>> Begin

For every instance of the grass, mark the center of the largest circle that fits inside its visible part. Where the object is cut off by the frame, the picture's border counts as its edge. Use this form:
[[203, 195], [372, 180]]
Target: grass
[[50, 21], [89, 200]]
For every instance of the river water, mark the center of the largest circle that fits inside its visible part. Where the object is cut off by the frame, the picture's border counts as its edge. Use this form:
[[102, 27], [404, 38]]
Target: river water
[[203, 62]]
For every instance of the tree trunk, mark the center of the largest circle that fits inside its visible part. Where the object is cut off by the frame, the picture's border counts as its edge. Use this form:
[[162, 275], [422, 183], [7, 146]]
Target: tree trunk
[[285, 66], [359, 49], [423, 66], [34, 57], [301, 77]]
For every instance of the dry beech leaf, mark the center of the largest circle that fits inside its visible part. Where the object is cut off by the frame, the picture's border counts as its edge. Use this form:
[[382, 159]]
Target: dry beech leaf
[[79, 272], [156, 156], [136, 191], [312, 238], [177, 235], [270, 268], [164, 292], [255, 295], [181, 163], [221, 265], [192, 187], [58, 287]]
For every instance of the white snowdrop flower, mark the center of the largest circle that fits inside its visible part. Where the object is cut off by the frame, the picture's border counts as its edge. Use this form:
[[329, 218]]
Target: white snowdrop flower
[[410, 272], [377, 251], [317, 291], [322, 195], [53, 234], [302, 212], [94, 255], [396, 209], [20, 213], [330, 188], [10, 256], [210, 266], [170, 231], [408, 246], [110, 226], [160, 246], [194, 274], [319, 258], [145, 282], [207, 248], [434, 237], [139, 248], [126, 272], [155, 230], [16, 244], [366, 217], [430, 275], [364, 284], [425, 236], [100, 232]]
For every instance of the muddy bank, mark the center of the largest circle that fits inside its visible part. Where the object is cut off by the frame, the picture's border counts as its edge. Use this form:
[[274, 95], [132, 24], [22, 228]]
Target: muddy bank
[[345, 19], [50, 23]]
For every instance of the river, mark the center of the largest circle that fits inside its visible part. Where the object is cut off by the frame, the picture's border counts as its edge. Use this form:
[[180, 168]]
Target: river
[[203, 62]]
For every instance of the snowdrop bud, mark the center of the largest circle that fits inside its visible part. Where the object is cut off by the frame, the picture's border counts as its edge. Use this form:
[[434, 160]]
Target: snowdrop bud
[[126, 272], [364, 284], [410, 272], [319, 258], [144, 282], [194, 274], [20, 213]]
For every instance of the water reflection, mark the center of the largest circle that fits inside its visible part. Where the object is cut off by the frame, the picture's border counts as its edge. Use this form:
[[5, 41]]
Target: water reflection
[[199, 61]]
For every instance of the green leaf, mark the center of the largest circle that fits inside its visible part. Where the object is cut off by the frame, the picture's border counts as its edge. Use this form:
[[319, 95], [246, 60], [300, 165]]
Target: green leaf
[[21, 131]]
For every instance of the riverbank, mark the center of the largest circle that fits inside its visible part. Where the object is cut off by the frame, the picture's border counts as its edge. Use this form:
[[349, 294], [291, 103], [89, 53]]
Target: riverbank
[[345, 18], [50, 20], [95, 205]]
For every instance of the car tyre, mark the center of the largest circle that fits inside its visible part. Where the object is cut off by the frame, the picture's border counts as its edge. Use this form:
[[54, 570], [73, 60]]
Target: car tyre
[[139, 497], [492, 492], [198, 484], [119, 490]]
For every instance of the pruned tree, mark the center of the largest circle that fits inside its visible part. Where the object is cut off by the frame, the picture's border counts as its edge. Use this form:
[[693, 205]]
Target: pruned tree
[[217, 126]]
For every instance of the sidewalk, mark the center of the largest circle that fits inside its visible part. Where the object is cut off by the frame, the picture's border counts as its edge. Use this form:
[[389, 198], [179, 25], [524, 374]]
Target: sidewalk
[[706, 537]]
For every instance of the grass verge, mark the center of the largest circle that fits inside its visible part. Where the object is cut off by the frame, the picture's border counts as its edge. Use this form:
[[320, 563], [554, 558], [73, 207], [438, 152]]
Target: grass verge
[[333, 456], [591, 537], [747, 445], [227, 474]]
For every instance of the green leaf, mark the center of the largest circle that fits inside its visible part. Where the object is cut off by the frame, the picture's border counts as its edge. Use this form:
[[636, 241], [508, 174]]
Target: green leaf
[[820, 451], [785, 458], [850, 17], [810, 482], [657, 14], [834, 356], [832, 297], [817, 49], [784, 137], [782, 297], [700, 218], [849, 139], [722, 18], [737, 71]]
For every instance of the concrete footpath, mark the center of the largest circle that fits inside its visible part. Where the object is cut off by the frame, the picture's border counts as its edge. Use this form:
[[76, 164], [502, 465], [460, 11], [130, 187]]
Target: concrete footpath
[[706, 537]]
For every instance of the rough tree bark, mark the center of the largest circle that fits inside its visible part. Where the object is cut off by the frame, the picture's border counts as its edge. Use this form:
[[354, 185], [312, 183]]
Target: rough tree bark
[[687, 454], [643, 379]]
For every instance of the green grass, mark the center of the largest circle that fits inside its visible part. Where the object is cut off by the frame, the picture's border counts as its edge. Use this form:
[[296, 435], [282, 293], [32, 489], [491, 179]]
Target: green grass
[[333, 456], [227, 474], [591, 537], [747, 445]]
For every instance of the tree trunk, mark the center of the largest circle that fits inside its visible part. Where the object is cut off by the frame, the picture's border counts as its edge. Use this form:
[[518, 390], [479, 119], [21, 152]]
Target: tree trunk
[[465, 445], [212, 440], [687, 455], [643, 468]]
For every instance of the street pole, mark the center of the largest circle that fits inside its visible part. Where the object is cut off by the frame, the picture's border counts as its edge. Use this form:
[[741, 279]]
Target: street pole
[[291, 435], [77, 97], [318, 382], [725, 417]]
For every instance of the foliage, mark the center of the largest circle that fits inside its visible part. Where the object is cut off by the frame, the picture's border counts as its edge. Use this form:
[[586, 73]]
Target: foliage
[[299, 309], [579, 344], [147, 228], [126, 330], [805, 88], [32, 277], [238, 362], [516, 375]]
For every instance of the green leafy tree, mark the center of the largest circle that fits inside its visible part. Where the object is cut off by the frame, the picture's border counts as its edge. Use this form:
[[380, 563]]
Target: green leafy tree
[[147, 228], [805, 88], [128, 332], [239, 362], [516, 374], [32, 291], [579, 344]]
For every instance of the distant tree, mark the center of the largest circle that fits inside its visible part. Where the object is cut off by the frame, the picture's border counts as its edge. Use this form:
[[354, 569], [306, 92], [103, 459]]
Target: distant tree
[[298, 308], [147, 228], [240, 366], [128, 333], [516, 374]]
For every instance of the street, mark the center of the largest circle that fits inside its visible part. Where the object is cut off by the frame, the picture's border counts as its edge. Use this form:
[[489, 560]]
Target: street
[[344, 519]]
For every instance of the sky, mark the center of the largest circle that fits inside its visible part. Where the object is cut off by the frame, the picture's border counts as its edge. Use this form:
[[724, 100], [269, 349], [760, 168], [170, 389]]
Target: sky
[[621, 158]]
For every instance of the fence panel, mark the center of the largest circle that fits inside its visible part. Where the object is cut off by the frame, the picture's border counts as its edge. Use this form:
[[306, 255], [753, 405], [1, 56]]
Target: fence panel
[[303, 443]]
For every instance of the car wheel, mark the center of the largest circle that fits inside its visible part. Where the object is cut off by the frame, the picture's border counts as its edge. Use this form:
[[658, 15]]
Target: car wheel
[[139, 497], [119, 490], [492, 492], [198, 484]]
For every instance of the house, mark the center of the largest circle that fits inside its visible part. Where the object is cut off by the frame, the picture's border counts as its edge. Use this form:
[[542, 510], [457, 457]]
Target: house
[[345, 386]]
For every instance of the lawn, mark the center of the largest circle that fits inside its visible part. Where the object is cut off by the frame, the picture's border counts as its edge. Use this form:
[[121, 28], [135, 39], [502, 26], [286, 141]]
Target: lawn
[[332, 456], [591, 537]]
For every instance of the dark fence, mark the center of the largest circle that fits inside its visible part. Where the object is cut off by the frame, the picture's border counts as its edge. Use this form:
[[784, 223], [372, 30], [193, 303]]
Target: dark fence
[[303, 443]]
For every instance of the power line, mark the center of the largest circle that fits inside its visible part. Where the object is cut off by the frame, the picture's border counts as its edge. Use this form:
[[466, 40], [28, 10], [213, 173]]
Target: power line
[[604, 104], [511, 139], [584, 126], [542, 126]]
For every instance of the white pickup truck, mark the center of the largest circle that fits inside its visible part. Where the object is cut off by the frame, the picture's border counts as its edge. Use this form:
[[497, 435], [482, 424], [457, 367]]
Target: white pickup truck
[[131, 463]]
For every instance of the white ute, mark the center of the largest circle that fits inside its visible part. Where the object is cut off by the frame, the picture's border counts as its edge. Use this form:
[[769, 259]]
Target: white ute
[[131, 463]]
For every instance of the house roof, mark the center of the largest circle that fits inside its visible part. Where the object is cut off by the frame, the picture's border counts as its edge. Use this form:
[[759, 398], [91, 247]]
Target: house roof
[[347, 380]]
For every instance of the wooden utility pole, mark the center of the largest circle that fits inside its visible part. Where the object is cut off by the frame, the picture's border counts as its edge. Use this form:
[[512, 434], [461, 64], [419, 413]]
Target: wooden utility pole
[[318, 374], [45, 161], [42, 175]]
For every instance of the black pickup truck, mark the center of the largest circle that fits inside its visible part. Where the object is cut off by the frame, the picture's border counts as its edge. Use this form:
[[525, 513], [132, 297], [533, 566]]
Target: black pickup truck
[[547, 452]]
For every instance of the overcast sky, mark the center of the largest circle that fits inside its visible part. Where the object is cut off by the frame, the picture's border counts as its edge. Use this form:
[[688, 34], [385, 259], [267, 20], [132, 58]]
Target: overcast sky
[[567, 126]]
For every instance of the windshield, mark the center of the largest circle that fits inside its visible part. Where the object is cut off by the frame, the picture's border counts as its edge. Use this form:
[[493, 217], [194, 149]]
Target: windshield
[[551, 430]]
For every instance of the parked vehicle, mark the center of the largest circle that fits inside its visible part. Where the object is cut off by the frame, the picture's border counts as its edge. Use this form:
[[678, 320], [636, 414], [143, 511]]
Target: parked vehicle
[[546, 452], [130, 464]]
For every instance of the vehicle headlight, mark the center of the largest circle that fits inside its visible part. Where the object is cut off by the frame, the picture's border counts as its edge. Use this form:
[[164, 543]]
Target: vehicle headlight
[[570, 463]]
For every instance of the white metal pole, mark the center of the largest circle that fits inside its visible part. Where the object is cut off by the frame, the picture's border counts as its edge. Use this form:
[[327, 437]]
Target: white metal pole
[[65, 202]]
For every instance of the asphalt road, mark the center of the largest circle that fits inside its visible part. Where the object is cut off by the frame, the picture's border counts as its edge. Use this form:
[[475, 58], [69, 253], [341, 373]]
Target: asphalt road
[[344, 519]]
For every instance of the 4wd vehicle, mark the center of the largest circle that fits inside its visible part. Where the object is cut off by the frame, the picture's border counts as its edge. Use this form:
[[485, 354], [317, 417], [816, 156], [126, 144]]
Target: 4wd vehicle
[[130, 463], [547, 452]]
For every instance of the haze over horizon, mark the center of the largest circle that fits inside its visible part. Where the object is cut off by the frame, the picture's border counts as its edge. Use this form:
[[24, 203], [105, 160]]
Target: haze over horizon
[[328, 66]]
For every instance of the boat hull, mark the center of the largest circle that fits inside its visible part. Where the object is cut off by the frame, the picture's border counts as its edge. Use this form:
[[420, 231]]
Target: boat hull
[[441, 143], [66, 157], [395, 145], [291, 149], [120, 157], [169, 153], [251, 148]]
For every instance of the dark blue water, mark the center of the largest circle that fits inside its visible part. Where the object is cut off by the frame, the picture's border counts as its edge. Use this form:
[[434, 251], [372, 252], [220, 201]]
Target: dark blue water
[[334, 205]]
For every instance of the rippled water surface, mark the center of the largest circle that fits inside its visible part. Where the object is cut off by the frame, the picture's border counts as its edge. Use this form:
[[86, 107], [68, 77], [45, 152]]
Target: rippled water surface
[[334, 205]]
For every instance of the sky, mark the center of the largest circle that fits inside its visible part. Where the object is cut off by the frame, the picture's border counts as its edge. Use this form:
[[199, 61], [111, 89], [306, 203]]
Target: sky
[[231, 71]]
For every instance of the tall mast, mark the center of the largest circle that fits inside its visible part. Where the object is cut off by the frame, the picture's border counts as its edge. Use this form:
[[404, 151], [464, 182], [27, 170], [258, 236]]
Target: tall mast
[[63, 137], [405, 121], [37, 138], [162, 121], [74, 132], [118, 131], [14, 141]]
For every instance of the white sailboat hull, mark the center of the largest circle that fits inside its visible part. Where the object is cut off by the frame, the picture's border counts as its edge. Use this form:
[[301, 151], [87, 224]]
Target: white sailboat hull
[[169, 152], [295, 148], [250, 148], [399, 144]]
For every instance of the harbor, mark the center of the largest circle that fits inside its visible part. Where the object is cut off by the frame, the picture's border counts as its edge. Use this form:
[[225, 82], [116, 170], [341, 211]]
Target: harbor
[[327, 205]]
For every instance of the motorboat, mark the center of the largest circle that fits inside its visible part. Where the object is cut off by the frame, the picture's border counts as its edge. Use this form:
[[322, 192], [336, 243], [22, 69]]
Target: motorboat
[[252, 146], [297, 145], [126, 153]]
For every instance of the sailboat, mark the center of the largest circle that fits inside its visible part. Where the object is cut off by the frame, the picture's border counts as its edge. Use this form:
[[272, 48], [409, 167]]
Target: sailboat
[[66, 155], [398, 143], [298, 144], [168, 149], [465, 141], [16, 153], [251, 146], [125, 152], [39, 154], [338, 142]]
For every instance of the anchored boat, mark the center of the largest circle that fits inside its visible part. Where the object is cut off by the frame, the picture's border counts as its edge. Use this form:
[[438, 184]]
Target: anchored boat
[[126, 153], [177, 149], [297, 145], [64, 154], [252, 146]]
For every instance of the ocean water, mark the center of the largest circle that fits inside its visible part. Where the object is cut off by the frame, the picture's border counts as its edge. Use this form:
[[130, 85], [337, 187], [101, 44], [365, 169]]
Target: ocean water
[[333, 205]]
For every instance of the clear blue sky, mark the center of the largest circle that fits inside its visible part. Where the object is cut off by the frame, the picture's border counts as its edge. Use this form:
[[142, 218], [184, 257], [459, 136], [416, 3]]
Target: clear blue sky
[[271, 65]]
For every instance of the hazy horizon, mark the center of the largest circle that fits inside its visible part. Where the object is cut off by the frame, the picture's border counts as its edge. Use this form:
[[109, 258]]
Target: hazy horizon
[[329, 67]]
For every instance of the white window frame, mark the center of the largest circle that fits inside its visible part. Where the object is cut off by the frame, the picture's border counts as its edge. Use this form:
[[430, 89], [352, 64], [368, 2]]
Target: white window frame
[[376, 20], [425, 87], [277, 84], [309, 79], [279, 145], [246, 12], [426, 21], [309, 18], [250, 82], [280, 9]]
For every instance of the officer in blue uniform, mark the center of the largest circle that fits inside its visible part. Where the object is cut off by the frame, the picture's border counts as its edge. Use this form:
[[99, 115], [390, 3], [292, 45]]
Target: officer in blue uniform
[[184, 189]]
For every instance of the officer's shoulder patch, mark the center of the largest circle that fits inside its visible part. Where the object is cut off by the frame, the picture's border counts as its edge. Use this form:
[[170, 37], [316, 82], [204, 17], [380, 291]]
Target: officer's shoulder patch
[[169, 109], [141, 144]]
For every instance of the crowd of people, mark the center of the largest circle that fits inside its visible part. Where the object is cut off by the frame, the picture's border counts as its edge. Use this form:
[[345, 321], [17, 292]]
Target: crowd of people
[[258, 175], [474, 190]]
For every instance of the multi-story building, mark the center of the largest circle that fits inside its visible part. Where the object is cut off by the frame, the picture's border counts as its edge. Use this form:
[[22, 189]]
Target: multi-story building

>> End

• **WHAT THE TASK ASKS**
Can you render the stretch of the listing from the line containing "For every instance of the grass verge, mark" through the line containing "Target: grass verge" as a Markdown table? Use the columns Row and Listing line, give one numbered row per line, and leave out any blank lines.

• **SOLUTION FOR THIS EXERCISE**
| Row | Listing line |
|---|---|
| 1 | For every instance of the grass verge, mark the center of the largest circle that fits inside its visible part. Where the object is cut off by the frame, the picture's border counts as its edge. Use this form: |
| 2 | [[320, 563], [554, 558], [73, 207], [438, 152]] |
| 3 | Target: grass verge |